● PAGE TEXT
Tania Busch Isaksen

Abstract:

Increased mortality and morbidity have been associated with extreme-heat events, particularly in temperate climates. Climate change is predicted to increase the intensity and duration of these extreme heat events. Understanding the local heat-health relationship and its spatial distribution is important to predict future health-related burdens from climate change, and to assist local public health officials in emergency heat-preparedness efforts.

This study used a non-parametric Poisson regression model with a piece-wise linear function to estimate heat’s effect on mortality and morbidity, beyond a model-derived threshold. Relative risk and time series analyses were conducted to explore extreme heat effects on mortality and morbidity outcomes for three different time frames: calibration (1980-2006 mortality/1990-2006 hospital admissions), validation (2007-2010), and complete (1980/1990-2010). The results from these analyses were used to test the validity of our piece-wise linear approach to interpreting heat’s effect on health outcomes. This study also provided translational materials to local public health practitioners, detailing heat-risk estimates, vulnerable populations, and heat-risk distribution.

● ACTIVITY
Write out the abstract on extreme heat and health word for word, starting with "Increased mortality and" and going on through "emergency heat-preparedness efforts.".

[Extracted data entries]

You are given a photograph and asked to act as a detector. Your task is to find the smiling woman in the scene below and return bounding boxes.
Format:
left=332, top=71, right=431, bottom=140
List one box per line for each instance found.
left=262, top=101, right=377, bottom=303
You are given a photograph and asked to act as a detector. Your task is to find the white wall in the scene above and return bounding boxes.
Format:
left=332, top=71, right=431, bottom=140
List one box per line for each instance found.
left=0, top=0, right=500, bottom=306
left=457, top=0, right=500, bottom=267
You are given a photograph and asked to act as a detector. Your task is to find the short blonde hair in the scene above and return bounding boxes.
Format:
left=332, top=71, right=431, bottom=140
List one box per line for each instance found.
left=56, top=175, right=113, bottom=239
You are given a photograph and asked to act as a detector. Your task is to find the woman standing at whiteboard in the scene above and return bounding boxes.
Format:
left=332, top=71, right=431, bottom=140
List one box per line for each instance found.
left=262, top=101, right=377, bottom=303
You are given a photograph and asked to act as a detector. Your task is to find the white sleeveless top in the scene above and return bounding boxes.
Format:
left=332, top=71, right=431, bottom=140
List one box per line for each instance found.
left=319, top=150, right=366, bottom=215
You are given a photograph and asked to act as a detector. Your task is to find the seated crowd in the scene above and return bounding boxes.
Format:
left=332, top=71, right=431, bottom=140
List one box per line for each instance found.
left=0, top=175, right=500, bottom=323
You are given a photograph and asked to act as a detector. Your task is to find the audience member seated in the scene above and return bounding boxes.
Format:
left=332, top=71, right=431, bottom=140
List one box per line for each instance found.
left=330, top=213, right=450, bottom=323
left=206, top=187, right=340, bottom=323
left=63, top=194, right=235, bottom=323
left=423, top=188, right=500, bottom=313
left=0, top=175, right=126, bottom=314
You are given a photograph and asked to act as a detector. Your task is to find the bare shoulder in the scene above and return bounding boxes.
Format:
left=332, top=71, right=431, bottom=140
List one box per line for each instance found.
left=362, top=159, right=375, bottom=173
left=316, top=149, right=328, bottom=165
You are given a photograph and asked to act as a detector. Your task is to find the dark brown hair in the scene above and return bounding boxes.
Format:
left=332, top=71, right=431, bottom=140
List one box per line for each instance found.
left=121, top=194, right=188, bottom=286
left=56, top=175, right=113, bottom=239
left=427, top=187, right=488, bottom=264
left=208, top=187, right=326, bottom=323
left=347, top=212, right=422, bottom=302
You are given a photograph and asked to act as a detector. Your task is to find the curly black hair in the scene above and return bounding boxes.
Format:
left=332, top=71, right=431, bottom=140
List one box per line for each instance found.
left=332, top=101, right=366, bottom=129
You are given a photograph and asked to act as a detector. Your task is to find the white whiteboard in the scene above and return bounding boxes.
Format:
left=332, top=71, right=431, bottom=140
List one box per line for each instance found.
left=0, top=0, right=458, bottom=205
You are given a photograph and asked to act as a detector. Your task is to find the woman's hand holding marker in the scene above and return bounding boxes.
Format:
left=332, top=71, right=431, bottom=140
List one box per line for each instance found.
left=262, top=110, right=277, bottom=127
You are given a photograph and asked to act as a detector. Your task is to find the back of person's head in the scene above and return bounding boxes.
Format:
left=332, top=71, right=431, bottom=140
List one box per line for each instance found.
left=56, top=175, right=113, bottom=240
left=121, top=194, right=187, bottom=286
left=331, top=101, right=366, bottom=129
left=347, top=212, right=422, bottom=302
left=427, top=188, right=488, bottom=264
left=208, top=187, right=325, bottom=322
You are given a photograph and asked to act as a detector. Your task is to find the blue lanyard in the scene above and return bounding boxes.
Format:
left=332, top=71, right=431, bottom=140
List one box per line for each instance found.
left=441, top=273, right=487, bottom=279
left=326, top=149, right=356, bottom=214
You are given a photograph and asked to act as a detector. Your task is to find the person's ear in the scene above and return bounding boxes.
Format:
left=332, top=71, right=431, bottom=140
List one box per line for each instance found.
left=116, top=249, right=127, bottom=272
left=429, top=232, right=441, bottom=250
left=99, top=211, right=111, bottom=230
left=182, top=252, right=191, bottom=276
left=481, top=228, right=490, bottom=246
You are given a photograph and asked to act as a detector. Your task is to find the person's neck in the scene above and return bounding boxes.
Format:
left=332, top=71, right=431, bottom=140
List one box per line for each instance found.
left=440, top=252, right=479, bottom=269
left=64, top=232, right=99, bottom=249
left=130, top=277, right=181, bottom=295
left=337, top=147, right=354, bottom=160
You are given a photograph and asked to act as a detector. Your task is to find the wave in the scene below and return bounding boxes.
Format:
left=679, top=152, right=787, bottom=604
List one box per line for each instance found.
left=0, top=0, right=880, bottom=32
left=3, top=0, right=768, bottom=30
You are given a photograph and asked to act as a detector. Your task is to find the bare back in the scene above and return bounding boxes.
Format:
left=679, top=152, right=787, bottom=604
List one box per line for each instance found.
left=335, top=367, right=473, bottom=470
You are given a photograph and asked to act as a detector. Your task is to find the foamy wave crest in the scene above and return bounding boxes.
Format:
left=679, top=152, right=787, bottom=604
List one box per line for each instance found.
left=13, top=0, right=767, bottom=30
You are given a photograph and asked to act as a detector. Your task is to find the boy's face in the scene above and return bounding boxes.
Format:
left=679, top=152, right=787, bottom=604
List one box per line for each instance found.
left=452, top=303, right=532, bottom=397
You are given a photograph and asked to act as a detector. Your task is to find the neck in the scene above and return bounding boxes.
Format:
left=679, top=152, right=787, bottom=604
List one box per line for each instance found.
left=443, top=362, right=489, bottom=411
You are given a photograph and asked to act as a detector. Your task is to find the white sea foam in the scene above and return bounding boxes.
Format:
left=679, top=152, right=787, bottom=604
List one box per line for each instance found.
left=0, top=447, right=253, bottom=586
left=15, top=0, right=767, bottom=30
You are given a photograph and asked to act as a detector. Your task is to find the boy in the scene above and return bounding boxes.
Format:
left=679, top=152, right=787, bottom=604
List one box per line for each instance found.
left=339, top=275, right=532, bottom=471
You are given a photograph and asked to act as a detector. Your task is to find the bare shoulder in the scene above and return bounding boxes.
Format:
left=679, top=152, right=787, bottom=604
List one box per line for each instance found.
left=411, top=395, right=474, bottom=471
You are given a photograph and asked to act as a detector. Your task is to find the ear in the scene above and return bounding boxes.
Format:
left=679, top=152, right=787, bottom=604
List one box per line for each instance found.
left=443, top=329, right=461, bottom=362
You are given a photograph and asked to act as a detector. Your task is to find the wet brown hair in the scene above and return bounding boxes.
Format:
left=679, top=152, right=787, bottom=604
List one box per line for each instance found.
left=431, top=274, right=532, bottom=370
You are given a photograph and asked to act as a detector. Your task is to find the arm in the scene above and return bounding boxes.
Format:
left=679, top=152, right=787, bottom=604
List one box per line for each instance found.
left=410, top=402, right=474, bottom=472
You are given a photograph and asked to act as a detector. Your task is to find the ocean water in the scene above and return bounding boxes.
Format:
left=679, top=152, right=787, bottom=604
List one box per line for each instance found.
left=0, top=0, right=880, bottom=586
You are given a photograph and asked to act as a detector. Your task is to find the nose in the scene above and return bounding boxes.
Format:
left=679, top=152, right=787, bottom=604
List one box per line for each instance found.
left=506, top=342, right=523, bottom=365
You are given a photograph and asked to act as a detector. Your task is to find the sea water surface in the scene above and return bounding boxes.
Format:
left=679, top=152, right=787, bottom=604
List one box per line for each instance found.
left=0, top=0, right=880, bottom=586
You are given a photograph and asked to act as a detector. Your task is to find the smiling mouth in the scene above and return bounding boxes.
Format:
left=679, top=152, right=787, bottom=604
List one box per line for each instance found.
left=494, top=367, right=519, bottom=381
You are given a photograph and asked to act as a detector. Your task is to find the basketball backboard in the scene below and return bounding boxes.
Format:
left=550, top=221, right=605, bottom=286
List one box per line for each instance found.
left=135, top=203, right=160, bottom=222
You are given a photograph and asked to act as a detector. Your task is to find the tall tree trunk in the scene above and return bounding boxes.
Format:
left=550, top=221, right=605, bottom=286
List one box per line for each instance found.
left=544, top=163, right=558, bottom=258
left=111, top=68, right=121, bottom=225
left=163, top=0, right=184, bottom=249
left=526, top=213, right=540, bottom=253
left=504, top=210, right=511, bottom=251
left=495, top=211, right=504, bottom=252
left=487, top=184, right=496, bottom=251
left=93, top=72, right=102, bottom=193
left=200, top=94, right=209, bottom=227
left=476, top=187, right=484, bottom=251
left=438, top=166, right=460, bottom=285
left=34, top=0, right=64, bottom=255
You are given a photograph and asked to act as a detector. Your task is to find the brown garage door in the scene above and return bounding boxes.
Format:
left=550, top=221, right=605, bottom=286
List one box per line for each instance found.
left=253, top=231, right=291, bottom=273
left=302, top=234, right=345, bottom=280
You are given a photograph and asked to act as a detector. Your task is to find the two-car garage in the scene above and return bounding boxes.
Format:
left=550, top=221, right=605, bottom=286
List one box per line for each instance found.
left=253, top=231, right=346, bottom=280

● EXERCISE SOLUTION
Increased mortality and morbidity have been associated with extreme-heat events, particularly in temperate climates. Climate change is predicted to increase the intensity and duration of these extreme heat events. Understanding the local heat-health relationship and its spatial distribution is important to predict future health-related burdens from climate change, and to assist local public health officials in emergency heat-preparedness efforts.